(AIM OF THE TASK):
Beginning at the line that contains "eyeglasses in this photo." and ending at the last line of the entries, write out each line exactly; include nothing outside that span.

-- START --

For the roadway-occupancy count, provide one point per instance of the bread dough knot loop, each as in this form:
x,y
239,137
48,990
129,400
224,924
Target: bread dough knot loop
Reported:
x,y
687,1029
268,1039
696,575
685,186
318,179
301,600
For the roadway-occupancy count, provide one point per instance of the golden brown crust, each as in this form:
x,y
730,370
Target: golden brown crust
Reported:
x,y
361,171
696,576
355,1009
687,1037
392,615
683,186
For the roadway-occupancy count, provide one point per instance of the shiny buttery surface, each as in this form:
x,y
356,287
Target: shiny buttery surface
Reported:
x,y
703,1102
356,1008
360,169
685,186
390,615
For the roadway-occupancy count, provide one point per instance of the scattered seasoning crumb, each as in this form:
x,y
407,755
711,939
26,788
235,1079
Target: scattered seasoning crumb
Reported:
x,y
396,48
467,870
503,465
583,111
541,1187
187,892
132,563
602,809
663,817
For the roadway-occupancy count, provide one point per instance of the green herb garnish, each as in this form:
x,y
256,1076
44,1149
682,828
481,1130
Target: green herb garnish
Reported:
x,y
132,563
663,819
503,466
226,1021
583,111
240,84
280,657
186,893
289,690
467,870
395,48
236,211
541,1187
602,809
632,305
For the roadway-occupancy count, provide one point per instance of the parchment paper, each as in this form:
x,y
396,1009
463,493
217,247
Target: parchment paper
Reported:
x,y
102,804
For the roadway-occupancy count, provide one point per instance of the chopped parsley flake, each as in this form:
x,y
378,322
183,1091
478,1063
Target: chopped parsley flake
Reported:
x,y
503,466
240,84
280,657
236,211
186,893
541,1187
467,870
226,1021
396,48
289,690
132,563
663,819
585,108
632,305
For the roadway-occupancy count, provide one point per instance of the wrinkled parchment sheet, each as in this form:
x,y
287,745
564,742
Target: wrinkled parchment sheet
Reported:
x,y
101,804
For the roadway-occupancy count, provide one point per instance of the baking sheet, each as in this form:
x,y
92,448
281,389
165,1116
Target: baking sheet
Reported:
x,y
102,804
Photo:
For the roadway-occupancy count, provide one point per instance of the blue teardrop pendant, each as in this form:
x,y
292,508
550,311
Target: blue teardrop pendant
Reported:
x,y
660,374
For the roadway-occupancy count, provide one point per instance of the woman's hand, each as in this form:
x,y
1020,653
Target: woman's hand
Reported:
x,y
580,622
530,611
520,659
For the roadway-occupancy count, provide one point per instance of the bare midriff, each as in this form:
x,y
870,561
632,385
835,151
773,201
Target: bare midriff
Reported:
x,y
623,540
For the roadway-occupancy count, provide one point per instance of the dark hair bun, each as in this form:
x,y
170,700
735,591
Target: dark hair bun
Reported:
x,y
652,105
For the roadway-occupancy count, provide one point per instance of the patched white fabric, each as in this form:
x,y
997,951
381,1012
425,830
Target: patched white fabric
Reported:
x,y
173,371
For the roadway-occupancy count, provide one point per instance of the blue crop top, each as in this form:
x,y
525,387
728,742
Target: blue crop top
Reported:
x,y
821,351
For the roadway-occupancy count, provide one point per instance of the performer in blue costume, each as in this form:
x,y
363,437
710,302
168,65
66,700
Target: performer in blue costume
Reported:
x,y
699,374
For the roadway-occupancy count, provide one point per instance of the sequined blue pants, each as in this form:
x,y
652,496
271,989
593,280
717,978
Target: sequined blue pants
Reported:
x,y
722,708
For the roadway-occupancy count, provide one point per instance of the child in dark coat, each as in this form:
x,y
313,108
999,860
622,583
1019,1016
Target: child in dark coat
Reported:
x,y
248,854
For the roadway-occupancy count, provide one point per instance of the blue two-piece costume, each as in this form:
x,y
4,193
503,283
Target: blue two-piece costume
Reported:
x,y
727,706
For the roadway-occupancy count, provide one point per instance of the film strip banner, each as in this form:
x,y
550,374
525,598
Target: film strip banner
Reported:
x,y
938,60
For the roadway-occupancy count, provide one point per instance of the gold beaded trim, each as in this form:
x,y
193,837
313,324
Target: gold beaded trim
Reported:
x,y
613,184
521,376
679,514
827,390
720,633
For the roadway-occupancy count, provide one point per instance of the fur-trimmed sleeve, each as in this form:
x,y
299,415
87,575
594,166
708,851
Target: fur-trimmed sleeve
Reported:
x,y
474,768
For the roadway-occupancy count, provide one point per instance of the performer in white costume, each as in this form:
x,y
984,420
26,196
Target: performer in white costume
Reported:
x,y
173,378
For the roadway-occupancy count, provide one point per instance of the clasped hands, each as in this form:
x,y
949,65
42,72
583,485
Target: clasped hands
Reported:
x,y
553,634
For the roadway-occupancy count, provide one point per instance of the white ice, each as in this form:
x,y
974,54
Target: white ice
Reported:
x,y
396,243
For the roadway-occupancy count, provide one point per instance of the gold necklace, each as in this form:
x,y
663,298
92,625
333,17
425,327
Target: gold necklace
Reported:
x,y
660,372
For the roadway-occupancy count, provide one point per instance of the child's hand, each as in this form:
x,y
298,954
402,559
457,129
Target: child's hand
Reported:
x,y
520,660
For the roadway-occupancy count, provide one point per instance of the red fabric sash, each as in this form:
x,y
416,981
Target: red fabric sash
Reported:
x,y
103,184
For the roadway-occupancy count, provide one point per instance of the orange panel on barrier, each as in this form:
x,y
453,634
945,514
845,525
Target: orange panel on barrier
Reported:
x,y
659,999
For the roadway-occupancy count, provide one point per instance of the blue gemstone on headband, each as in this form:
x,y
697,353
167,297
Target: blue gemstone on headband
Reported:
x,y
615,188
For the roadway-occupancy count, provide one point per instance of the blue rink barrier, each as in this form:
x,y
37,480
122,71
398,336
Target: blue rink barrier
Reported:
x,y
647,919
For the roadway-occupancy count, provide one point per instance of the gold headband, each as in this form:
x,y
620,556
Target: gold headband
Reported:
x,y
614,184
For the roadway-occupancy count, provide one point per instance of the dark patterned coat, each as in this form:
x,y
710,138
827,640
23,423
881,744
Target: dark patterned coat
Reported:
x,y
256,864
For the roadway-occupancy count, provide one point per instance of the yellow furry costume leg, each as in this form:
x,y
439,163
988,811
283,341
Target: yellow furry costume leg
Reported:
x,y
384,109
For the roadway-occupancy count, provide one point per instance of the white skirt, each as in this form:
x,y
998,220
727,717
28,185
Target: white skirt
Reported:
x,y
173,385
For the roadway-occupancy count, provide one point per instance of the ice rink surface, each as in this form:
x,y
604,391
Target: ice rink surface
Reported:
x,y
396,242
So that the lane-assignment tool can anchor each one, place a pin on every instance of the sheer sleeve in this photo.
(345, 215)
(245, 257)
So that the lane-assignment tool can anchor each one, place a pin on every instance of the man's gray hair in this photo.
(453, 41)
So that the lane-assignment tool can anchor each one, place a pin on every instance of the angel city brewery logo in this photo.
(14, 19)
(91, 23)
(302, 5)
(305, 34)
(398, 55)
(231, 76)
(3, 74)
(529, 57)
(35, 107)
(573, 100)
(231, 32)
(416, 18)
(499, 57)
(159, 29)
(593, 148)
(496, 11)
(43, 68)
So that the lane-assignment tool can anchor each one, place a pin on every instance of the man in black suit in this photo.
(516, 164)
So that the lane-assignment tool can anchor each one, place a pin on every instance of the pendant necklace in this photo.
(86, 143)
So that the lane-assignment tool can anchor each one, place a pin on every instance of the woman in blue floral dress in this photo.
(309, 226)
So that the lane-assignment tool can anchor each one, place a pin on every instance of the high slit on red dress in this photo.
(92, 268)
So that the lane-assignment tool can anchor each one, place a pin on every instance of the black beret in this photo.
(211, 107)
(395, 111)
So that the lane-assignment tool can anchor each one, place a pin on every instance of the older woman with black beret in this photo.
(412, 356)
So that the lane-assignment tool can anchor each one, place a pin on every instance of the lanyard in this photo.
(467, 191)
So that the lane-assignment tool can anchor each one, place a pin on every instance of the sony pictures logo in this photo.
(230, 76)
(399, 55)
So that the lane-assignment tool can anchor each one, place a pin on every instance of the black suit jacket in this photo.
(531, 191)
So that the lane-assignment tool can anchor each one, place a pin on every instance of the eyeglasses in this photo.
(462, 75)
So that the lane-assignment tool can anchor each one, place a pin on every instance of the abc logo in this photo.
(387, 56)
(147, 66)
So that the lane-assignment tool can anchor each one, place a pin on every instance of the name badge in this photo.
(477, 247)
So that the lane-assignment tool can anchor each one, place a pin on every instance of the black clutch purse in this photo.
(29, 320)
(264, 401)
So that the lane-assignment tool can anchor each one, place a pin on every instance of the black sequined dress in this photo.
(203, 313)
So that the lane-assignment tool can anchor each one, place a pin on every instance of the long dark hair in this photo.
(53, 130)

-- END --

(TASK RESPONSE):
So that the lane-assignment tool can anchor each one, place a pin on every instance of the eyeglasses in this photo.
(462, 75)
So that the lane-assignment tool can anchor each one, place a pin on every instance of the abc logo in this photo.
(387, 56)
(147, 66)
So that the lane-assignment tool can anchor each one, place a pin on every instance of the name badge in this photo.
(477, 247)
So that the lane-assignment tool can anchor each one, place a pin on every instance of the black clutch purse in this photo.
(29, 320)
(264, 401)
So that the lane-assignment tool can anchor each one, place a pin on every instance of the black sequined dress in this photo.
(203, 313)
So that the lane-assignment tool can anchor each one, place a pin on every instance of the long dark hair in this photo.
(53, 130)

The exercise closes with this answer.